### Passage
----------

Another unpredictable element is government regulations. A good deal of industry change will be driven by what party wins each election. Today it’s MU, ACOs, P4P, value-based purchasing, and many other regulations that did not exist five years ago. Tomorrow it will be something else. If you can predict those changes, you probably would do better in another profession. The analytics and models you build will only reflect past practices and governmental policies, and like they say on Wall Street, past performance may not be indicative of future results. In modeling building, these are known as ad hoc or exogenous variables. You take the model’s output then make a one-time swag adjustment to reflect your best guess for exogenous factors.

Pick the low-hanging fruit first. There are two major kinds of analytics: strategic models and operational models. Strategic analytics try to predict enterprise-wide outcomes and volumes five to 10 years out. They focus on questions such as: What are the population trends in our market? What patient programs should we be moving towards? Can they be financially viable? Where should they be located? What are the competitive factors?

Operational models deal with more immediate issues, such as: How can we handle higher patient volumes using less resources? What can we do to reduce re-admits? What is the ROI on a large capital investment? They are by nature near term and usually address efficiency questions.

Due to their complexity and time horizon, strategic analytics are tough to measure in terms of efficacy. Operational models are far easier to measure, while strategic models are sexier and costlier to build. Until you have had repeated good results with operational models, you should stay away from strategic models. The low-hanging fruit are in operational analytics. Moreover, there are a myriad of them that could quickly generate real ROI and may only require “little data.”

Paralysis by analysis. You could spend a long time drifting in the big data ocean and paralysis by analysis could easily set in. Remember, there will always be flaws in your historical data, and no model can be perfect, so do not let perfection become the enemy of good. This is not an academic exercise and you do not have an unlimited budget. All analytics need to be improved, so do it incrementally. Lastly, after many iterations and revisions and based on your real-life experiences, if the model still does not make sense to you, toss it out and move on.

----------

### Given data
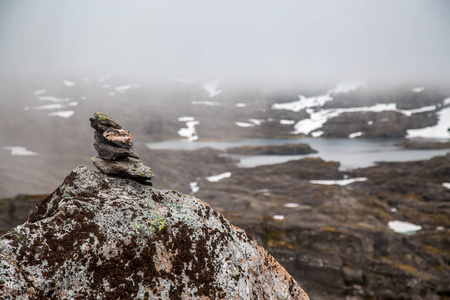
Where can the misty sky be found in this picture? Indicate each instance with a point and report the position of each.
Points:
(241, 40)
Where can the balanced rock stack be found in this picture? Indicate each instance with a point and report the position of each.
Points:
(116, 156)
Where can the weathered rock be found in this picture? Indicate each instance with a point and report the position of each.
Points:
(336, 240)
(102, 237)
(287, 149)
(108, 150)
(128, 168)
(111, 141)
(106, 120)
(118, 137)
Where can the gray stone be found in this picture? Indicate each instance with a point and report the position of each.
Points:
(128, 167)
(118, 137)
(103, 237)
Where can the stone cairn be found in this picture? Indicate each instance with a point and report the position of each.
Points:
(116, 156)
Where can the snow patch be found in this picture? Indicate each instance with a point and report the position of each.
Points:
(256, 121)
(123, 88)
(218, 177)
(317, 133)
(49, 106)
(287, 122)
(183, 80)
(62, 114)
(68, 83)
(19, 151)
(403, 227)
(205, 103)
(40, 92)
(355, 134)
(189, 132)
(243, 124)
(53, 99)
(339, 182)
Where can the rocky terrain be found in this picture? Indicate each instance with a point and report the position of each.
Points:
(103, 237)
(424, 145)
(332, 234)
(286, 149)
(334, 238)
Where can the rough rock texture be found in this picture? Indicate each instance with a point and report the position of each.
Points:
(14, 211)
(334, 239)
(110, 151)
(111, 141)
(286, 149)
(423, 145)
(102, 237)
(128, 168)
(116, 156)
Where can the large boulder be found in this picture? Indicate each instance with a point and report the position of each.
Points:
(103, 237)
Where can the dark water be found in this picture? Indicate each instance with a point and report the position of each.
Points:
(351, 153)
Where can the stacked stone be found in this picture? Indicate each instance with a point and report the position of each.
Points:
(116, 156)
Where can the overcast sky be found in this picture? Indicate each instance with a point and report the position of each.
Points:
(251, 40)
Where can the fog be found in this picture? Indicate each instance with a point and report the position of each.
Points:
(236, 41)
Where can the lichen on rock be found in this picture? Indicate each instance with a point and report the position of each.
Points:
(104, 237)
(116, 155)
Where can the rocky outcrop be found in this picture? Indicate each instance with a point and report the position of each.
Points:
(14, 211)
(116, 156)
(104, 237)
(335, 239)
(286, 149)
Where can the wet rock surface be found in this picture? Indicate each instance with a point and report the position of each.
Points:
(129, 168)
(286, 149)
(116, 156)
(334, 239)
(423, 145)
(103, 237)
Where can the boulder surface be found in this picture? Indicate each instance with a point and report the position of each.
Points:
(103, 237)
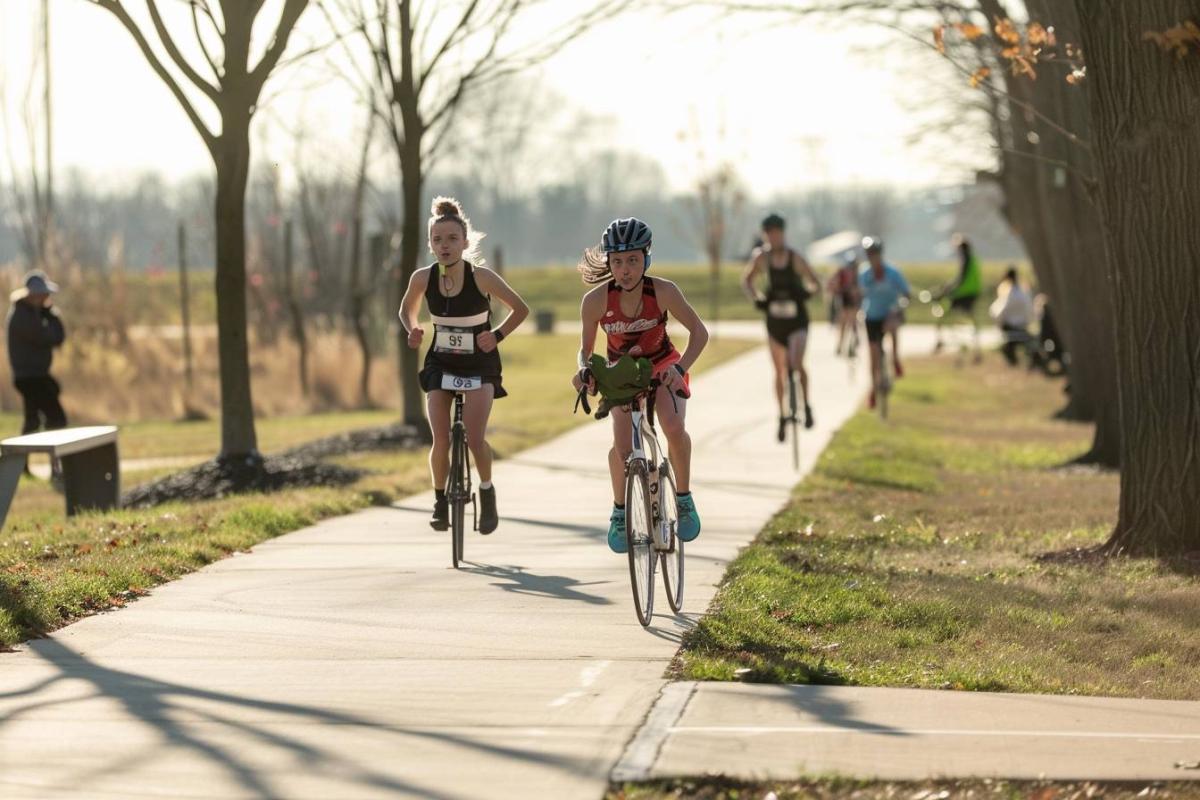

----------

### What this exercise asks
1/ In the analytics passage, what do strategic analytics try to predict?
2/ Quote the analytics passage between "Pick the low-hanging" and "address efficiency questions.", inclusive.

### Answers
1/ Enterprise-wide outcomes and volumes five to 10 years out.

2/
Pick the low-hanging fruit first. There are two major kinds of analytics: strategic models and operational models. Strategic analytics try to predict enterprise-wide outcomes and volumes five to 10 years out. They focus on questions such as: What are the population trends in our market? What patient programs should we be moving towards? Can they be financially viable? Where should they be located? What are the competitive factors?

Operational models deal with more immediate issues, such as: How can we handle higher patient volumes using less resources? What can we do to reduce re-admits? What is the ROI on a large capital investment? They are by nature near term and usually address efficiency questions.